• **To do**
Put everything from the line containing "grass field -> mask for every instance" down to the end of the records into a JSON list of strings, one string per line, leaving out blank lines.

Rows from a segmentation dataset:
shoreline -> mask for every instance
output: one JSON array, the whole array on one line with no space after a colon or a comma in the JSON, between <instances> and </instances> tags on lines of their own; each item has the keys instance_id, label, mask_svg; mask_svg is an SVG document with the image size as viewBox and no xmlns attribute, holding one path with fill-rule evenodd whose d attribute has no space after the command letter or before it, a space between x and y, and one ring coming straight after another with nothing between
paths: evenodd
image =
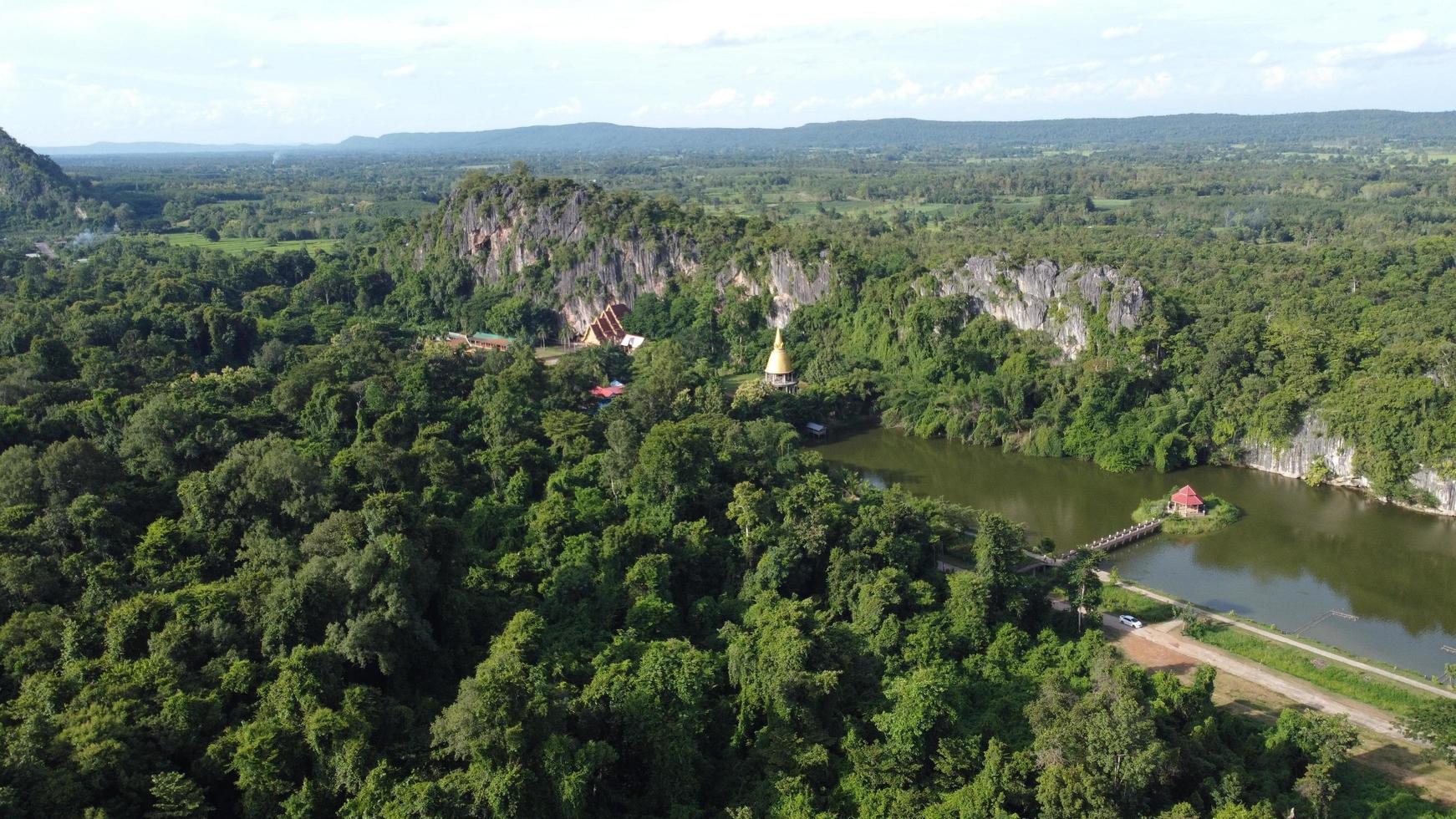
<instances>
[{"instance_id":1,"label":"shoreline","mask_svg":"<svg viewBox=\"0 0 1456 819\"><path fill-rule=\"evenodd\" d=\"M843 426L840 429L836 429L836 432L842 434L843 436L849 436L849 435L858 435L860 432L866 432L869 429L877 429L877 428L894 429L895 432L900 432L901 435L917 438L906 426L898 425L898 423L890 423L890 425L887 425L887 423L884 423L884 419L881 419L881 418L875 418L875 419L868 420L868 422L850 423L850 425L846 425L846 426ZM839 436L840 435L836 435L836 438L839 438ZM1015 450L1006 450L1003 445L1002 447L992 447L992 445L987 445L987 444L971 444L970 441L958 441L955 438L948 438L945 435L938 435L936 438L942 438L945 441L951 441L951 442L960 444L962 447L981 447L981 448L986 448L986 450L1002 450L1003 452L1013 454L1013 455L1021 455L1024 458L1040 458L1041 457L1041 455L1026 455L1026 454L1015 451ZM815 447L818 444L827 444L827 442L830 442L830 441L823 441L823 439L821 441L815 441L815 442L811 444L811 447ZM1085 463L1085 464L1086 463L1092 463L1092 461L1083 461L1082 458L1075 458L1072 455L1057 455L1056 460L1080 461L1080 463ZM1158 473L1158 474L1174 476L1174 474L1178 474L1178 473L1181 473L1184 470L1195 468L1195 467L1220 467L1220 468L1254 470L1257 473L1275 474L1275 476L1280 476L1280 477L1286 477L1286 479L1290 479L1290 480L1297 480L1300 483L1305 483L1305 479L1302 476L1290 474L1287 471L1281 471L1281 470L1275 470L1275 468L1265 468L1265 467L1261 467L1258 464L1252 464L1252 463L1243 460L1243 457L1239 457L1238 460L1230 461L1230 463L1206 461L1206 463L1201 463L1201 464L1190 464L1187 467L1181 467L1181 468L1176 468L1176 470L1169 471L1169 473ZM1098 467L1098 468L1101 470L1101 467ZM1102 471L1107 471L1108 474L1127 474L1127 473L1114 473L1114 471L1108 471L1108 470L1102 470ZM1156 470L1153 470L1153 467L1150 467L1150 466L1143 466L1143 467L1139 467L1139 468L1136 468L1133 471L1139 473L1139 471L1156 471ZM1418 503L1406 503L1405 500L1396 500L1396 499L1392 499L1392 498L1380 498L1379 495L1374 495L1373 492L1370 492L1367 487L1360 486L1358 483L1356 483L1356 480L1363 480L1363 479L1335 477L1332 480L1325 480L1325 482L1319 483L1318 486L1331 486L1331 487L1335 487L1335 489L1345 489L1345 490L1350 490L1350 492L1354 492L1354 493L1360 495L1361 498L1374 500L1377 503L1385 503L1386 506L1395 506L1398 509L1405 509L1408 512L1421 512L1423 515L1431 515L1431 516L1436 516L1436 518L1441 518L1441 519L1447 519L1447 521L1456 522L1456 509L1444 509L1441 506L1421 506ZM1309 486L1309 484L1306 483L1305 486ZM1318 486L1310 486L1310 489L1318 489Z\"/></svg>"}]
</instances>

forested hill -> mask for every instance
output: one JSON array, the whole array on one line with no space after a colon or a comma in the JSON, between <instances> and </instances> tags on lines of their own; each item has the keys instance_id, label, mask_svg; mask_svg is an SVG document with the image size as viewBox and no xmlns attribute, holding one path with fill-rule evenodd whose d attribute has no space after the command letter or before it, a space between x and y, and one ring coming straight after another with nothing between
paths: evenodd
<instances>
[{"instance_id":1,"label":"forested hill","mask_svg":"<svg viewBox=\"0 0 1456 819\"><path fill-rule=\"evenodd\" d=\"M0 225L52 218L74 198L76 183L58 164L0 129Z\"/></svg>"},{"instance_id":2,"label":"forested hill","mask_svg":"<svg viewBox=\"0 0 1456 819\"><path fill-rule=\"evenodd\" d=\"M779 151L810 148L1456 143L1456 112L1328 111L1315 113L1178 113L1124 119L941 122L859 119L794 128L644 128L610 122L530 125L491 131L399 132L349 137L296 151L508 153L562 151ZM118 144L47 148L55 156L122 153L274 151L277 145Z\"/></svg>"},{"instance_id":3,"label":"forested hill","mask_svg":"<svg viewBox=\"0 0 1456 819\"><path fill-rule=\"evenodd\" d=\"M360 151L734 151L878 148L885 145L1124 145L1137 143L1230 144L1316 141L1453 141L1456 112L1332 111L1322 113L1178 113L1127 119L1032 119L1025 122L941 122L862 119L811 122L796 128L639 128L609 122L533 125L457 134L351 137L339 144Z\"/></svg>"}]
</instances>

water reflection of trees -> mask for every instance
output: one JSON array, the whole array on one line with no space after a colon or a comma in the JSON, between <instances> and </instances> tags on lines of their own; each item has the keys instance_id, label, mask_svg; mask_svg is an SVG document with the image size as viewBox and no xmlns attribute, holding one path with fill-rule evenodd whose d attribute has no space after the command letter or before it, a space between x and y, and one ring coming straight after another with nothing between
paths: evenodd
<instances>
[{"instance_id":1,"label":"water reflection of trees","mask_svg":"<svg viewBox=\"0 0 1456 819\"><path fill-rule=\"evenodd\" d=\"M887 429L828 444L824 452L911 492L993 509L1064 548L1124 525L1142 498L1175 482L1192 483L1246 512L1222 532L1163 541L1166 548L1191 550L1195 569L1238 573L1274 585L1275 594L1281 583L1309 578L1348 599L1360 617L1398 623L1412 636L1431 628L1456 634L1456 607L1446 599L1456 589L1456 525L1350 490L1222 467L1111 474L1082 461L1009 455ZM1136 548L1147 547L1158 548ZM1219 605L1257 608L1258 601Z\"/></svg>"}]
</instances>

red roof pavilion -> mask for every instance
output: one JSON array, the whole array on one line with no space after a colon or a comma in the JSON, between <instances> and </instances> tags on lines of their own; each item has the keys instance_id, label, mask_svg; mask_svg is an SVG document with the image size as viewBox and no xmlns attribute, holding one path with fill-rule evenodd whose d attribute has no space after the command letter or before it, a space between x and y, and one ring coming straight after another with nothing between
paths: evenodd
<instances>
[{"instance_id":1,"label":"red roof pavilion","mask_svg":"<svg viewBox=\"0 0 1456 819\"><path fill-rule=\"evenodd\" d=\"M1198 493L1194 492L1191 486L1184 486L1178 492L1174 492L1174 505L1192 506L1197 509L1203 506L1203 498L1198 498Z\"/></svg>"}]
</instances>

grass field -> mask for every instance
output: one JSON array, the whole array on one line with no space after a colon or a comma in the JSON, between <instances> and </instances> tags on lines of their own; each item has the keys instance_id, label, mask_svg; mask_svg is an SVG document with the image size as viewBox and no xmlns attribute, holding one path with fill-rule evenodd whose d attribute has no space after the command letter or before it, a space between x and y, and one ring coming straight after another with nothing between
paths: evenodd
<instances>
[{"instance_id":1,"label":"grass field","mask_svg":"<svg viewBox=\"0 0 1456 819\"><path fill-rule=\"evenodd\" d=\"M1239 655L1241 658L1248 658L1291 676L1313 682L1341 697L1350 697L1358 703L1366 703L1396 714L1409 714L1411 708L1431 701L1433 697L1398 682L1370 678L1356 668L1318 658L1293 646L1265 640L1258 634L1251 634L1223 623L1210 623L1200 627L1197 633L1185 631L1185 634L1201 643L1223 649L1230 655Z\"/></svg>"},{"instance_id":2,"label":"grass field","mask_svg":"<svg viewBox=\"0 0 1456 819\"><path fill-rule=\"evenodd\" d=\"M221 239L218 241L208 241L201 233L156 233L153 236L176 247L211 247L213 250L233 253L234 256L258 250L274 250L278 253L303 249L329 250L339 243L336 239L300 239L297 241L278 241L274 244L268 244L266 239Z\"/></svg>"},{"instance_id":3,"label":"grass field","mask_svg":"<svg viewBox=\"0 0 1456 819\"><path fill-rule=\"evenodd\" d=\"M1102 611L1108 614L1131 614L1143 623L1162 623L1178 617L1174 607L1158 602L1121 586L1102 586Z\"/></svg>"}]
</instances>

• **Exercise output**
[
  "grass field -> mask for every instance",
  "output: one JSON array, the whole array on one line with no space after a colon or a comma in the JSON, between <instances> and </instances> tags on lines of their own; each item has the keys instance_id, label, mask_svg; mask_svg is an SVG document with the image size as viewBox and no xmlns attribute, holding one path with fill-rule evenodd whose d attribute has no space after the command letter or before it, a space between x and y, and one ring coming straight after another with nothing between",
  "paths: evenodd",
  "<instances>",
  "[{\"instance_id\":1,\"label\":\"grass field\",\"mask_svg\":\"<svg viewBox=\\\"0 0 1456 819\\\"><path fill-rule=\\\"evenodd\\\" d=\\\"M1239 655L1241 658L1248 658L1291 676L1313 682L1341 697L1350 697L1358 703L1366 703L1396 714L1409 714L1411 708L1431 701L1433 697L1398 682L1370 678L1356 668L1318 658L1293 646L1265 640L1258 634L1251 634L1223 623L1210 623L1200 627L1197 633L1185 631L1185 634L1201 643L1223 649L1230 655Z\\\"/></svg>\"},{\"instance_id\":2,\"label\":\"grass field\",\"mask_svg\":\"<svg viewBox=\\\"0 0 1456 819\\\"><path fill-rule=\\\"evenodd\\\" d=\\\"M221 239L218 241L208 241L201 233L156 233L153 236L176 247L211 247L213 250L233 253L234 256L258 250L274 250L278 253L303 249L329 250L339 243L336 239L300 239L297 241L278 241L274 244L268 244L266 239Z\\\"/></svg>\"},{\"instance_id\":3,\"label\":\"grass field\",\"mask_svg\":\"<svg viewBox=\\\"0 0 1456 819\\\"><path fill-rule=\\\"evenodd\\\" d=\\\"M1102 611L1108 614L1131 614L1143 623L1162 623L1178 617L1174 607L1158 602L1121 586L1102 586Z\\\"/></svg>\"}]",
  "</instances>"
]